━━━ GIVEN TEXT

Seaborn plot types

Below are examples of plots which can be created using seaborn. For the full list of seaborn functions and their options see the seaborn documentation.

In all examples we will use sample datasets provided with seaborn.

[2]:
import seaborn as sns
import matplotlib.pyplot as plt

# load DataFrames with sample data
tips = sns.load_dataset('tips')
flights = sns.load_dataset('flights')

print("\ntips:")
display(tips.head())
print("\nflights:")
display(flights.head())

tips:
total_bill tip sex smoker day time size
0 16.99 1.01 Female No Sun Dinner 2
1 10.34 1.66 Male No Sun Dinner 3
2 21.01 3.50 Male No Sun Dinner 3
3 23.68 3.31 Male No Sun Dinner 2
4 24.59 3.61 Female No Sun Dinner 4

flights:
year month passengers
0 1949 Jan 112
1 1949 Feb 118
2 1949 Mar 132
3 1949 Apr 129
4 1949 May 121

Scatter plot

[3]:
sns.set_theme(font_scale=1.2) # set theme for plots

plt.figure(figsize=(14, 5))
sns.scatterplot(data=tips,
                x="total_bill",
                y="tip",
                hue="sex"
               )

plt.title("Scatter plot")
plt.show()
../../_images/Tools_Seaborn_seaborn_plot_types_6_0.png

Line plot

[4]:
plt.figure(figsize=(14, 5))

sns.lineplot(data = flights,
             x="month",
             y="passengers",
             hue = "year",
             palette = "muted"
             )

━━━━━━
━━━ DATA ENTRIES

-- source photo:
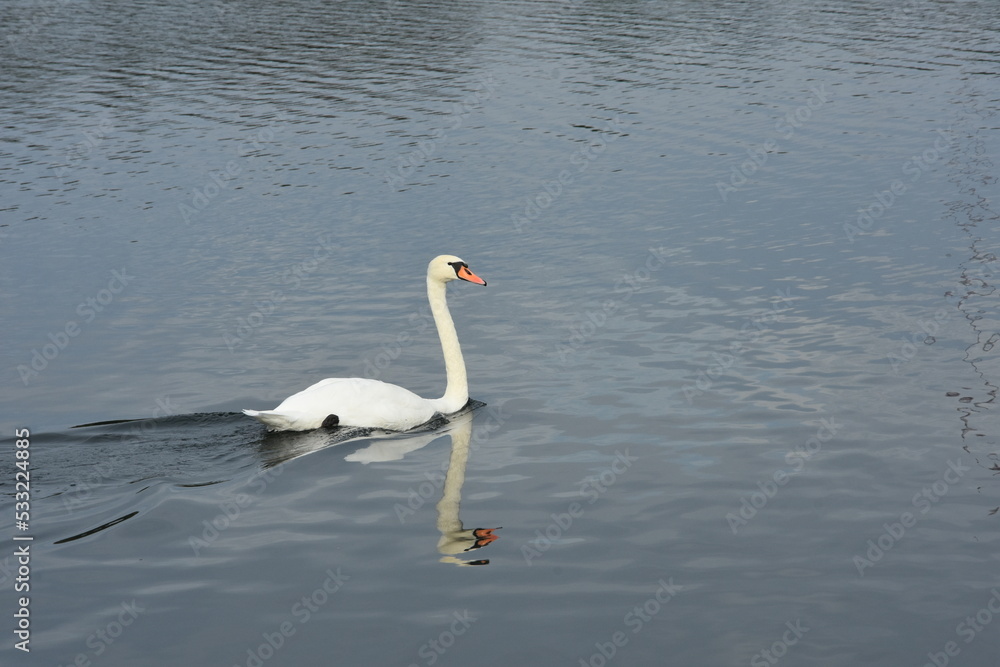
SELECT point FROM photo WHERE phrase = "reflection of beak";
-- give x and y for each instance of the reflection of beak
(483, 537)
(459, 561)
(465, 274)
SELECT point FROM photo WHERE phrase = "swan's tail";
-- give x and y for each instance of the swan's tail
(275, 421)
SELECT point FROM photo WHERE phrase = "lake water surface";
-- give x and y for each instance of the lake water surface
(738, 351)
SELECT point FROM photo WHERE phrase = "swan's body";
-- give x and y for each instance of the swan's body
(372, 403)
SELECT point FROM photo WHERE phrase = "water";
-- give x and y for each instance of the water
(737, 349)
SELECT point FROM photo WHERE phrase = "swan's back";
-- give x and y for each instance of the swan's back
(355, 401)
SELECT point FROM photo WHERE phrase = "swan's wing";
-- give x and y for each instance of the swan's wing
(357, 402)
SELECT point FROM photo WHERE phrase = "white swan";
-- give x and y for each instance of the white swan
(373, 403)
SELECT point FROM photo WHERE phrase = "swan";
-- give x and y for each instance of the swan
(365, 402)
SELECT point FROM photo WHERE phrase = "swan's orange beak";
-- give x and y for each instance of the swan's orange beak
(464, 273)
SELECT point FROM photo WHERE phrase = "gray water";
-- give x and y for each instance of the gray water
(737, 349)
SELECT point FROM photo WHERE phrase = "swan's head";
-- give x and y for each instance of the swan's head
(445, 268)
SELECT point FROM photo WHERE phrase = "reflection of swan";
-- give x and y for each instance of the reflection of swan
(454, 538)
(372, 403)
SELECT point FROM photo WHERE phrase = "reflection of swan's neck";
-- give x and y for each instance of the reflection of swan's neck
(456, 393)
(454, 538)
(448, 522)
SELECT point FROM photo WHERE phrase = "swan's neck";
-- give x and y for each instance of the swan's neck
(456, 393)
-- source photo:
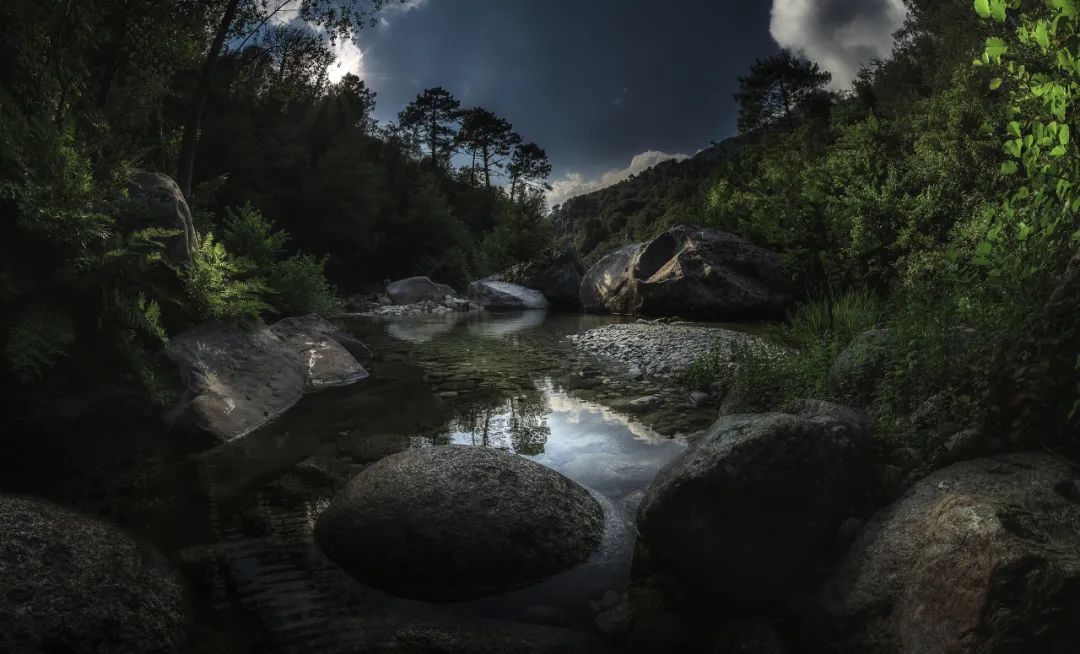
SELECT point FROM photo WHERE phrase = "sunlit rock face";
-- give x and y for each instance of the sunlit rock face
(690, 273)
(983, 556)
(238, 379)
(154, 200)
(456, 521)
(503, 295)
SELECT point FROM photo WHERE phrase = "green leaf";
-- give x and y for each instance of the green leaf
(996, 48)
(1040, 36)
(998, 10)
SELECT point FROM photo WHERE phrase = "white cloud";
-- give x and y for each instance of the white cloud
(348, 57)
(839, 35)
(575, 184)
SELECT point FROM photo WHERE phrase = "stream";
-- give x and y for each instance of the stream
(238, 517)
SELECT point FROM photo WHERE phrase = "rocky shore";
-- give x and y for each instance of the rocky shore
(658, 349)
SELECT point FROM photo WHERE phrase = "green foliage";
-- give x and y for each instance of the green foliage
(37, 341)
(221, 286)
(795, 360)
(247, 234)
(300, 287)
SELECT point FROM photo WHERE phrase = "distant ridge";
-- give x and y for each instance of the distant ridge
(670, 192)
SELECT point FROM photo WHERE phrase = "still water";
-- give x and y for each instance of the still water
(238, 518)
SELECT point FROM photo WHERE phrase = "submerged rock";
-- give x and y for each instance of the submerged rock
(72, 584)
(983, 556)
(502, 295)
(455, 521)
(689, 272)
(414, 290)
(238, 379)
(744, 516)
(557, 275)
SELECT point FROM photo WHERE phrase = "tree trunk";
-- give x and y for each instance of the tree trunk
(487, 167)
(192, 121)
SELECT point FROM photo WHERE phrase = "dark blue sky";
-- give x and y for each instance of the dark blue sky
(593, 81)
(598, 82)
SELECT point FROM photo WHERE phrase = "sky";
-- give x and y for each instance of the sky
(608, 87)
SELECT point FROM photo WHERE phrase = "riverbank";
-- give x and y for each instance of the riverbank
(660, 349)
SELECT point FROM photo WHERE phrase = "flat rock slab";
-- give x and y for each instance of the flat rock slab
(457, 521)
(239, 379)
(503, 295)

━━━━━━

WORK TO COMPLETE.
Answer from the seaborn plot types page:
(a) Which two sample datasets are loaded?
(b) Which column sets the hue in the scatter plot?
(c) What palette does the line plot use?
The records were taken from a separate source.

RESULT OF THIS EXERCISE.
(a) tips and flights
(b) sex
(c) muted